### [Objective]
Find each line in the records below that contains the word "dome", and copy those lines out in full.

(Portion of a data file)
/---

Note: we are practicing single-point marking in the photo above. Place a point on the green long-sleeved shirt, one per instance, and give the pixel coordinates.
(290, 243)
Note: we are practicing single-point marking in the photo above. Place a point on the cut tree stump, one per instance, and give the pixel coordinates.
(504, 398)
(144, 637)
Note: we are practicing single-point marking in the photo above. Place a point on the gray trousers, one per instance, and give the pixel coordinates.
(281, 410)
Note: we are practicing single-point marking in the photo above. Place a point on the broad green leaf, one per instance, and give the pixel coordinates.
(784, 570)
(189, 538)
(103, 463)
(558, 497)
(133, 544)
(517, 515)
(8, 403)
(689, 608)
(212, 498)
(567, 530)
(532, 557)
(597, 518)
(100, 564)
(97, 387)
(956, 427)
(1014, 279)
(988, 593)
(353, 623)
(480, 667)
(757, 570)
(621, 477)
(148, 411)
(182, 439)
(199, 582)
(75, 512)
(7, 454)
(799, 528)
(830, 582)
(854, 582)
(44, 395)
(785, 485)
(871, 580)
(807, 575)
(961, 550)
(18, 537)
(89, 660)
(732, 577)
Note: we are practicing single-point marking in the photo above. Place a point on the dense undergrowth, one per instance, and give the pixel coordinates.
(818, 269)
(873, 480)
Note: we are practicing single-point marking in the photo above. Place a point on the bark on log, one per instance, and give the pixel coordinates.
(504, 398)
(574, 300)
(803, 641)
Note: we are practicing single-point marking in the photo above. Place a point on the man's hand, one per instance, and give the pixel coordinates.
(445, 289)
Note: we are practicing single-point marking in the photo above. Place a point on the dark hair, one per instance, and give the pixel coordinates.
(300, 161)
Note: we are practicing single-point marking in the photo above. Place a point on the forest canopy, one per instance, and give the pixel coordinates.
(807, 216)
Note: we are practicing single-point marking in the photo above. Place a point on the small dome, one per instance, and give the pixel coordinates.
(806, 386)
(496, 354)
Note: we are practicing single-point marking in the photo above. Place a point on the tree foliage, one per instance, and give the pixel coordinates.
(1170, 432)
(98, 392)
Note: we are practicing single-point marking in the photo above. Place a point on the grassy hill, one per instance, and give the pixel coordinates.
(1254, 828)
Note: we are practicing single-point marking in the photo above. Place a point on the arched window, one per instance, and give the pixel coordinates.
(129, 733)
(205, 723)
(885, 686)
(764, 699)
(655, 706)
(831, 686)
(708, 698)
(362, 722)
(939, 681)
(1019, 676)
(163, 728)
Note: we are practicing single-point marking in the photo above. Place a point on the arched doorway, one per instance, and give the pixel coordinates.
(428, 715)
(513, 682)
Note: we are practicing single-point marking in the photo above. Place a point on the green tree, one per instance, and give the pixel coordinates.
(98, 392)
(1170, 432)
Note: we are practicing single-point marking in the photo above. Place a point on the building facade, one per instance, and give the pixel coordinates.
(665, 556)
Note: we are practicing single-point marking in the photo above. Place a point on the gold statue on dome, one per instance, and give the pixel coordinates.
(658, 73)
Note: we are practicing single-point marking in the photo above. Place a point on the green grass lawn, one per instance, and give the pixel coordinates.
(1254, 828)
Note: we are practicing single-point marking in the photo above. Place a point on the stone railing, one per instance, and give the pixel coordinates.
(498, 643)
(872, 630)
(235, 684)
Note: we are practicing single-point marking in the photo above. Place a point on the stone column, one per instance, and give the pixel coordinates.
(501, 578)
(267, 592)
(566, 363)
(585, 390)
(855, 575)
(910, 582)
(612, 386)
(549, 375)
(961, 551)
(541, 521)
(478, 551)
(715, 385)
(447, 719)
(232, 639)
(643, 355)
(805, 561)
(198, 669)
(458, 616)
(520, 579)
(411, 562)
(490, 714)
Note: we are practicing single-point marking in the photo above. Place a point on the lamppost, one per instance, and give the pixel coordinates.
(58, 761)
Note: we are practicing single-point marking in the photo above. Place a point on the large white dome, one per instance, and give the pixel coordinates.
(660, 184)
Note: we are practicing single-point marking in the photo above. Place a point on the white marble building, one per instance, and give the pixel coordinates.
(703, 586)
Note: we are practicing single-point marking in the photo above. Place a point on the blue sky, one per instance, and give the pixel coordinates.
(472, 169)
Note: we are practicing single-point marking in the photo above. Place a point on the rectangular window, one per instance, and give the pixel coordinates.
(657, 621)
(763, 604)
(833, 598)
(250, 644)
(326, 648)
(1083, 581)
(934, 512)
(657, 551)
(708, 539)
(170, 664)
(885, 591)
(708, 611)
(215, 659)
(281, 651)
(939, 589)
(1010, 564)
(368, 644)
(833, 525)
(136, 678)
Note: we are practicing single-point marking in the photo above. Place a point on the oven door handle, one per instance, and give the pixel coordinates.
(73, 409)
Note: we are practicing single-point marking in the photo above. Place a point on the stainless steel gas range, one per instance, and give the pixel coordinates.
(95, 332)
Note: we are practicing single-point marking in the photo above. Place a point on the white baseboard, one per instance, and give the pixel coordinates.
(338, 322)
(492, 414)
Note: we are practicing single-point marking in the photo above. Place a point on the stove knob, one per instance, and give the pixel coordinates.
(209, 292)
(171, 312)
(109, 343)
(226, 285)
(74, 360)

\---
/---

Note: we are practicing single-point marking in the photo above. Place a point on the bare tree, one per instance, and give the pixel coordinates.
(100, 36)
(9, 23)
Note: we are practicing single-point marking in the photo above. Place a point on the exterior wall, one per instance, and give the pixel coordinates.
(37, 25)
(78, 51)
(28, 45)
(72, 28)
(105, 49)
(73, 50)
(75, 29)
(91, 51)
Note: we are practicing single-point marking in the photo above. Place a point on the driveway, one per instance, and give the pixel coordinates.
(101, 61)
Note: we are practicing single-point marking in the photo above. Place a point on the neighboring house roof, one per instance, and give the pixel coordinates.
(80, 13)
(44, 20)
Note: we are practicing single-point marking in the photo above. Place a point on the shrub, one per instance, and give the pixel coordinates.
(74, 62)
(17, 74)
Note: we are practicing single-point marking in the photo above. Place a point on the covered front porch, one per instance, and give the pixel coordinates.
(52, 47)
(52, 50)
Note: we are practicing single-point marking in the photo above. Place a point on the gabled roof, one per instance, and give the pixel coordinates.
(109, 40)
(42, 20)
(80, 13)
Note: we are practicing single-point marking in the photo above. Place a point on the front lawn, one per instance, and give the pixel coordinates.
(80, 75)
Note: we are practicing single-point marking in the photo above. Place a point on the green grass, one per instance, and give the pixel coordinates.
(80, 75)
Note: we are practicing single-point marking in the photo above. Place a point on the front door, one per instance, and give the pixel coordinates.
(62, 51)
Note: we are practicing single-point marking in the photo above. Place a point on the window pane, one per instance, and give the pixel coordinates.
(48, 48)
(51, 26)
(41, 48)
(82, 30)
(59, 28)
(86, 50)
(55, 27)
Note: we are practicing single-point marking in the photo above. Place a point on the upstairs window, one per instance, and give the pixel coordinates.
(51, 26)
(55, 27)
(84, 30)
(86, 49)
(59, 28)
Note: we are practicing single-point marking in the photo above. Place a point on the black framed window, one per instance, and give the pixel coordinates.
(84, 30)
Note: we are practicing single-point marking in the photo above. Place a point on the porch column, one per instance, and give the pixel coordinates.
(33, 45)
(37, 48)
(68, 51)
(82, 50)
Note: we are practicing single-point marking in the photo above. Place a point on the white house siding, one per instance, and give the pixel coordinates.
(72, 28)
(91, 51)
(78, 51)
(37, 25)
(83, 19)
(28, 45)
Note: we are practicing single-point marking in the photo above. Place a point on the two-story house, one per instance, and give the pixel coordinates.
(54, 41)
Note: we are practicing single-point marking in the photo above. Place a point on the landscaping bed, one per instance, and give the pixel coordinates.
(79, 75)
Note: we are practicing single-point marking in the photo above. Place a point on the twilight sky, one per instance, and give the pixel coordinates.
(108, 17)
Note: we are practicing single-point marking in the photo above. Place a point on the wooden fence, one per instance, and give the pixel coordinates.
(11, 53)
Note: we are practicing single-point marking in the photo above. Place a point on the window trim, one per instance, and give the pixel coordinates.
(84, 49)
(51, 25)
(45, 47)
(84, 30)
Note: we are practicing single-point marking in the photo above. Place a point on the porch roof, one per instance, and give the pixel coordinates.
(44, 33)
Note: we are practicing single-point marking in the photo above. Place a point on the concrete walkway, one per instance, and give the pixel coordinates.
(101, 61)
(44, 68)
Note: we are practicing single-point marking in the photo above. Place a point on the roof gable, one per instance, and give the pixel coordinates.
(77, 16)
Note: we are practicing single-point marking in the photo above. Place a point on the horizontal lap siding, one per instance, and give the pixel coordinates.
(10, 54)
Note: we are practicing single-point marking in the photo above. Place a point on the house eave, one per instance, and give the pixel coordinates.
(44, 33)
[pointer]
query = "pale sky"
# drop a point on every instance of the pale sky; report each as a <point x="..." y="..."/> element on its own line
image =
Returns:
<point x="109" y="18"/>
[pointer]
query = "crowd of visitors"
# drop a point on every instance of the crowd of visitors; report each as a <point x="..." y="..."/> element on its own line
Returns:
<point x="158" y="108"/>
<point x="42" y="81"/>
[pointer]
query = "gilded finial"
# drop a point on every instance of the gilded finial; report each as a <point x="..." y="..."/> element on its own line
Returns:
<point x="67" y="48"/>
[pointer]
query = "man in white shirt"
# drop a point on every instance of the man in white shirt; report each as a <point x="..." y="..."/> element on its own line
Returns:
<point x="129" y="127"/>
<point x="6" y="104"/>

\---

### [Exercise result]
Note: we are practicing single-point marking in the photo above. Place a point on the small dome, one per instance, and give the pixel coordinates.
Note: we are practicing single-point marking in the photo above. Place a point on the gold statue on dome, one per instance, and give the pixel coordinates.
Note: we are practicing single-point marking in the photo above. Place a point on the large white dome, one per instance, and give the pixel coordinates.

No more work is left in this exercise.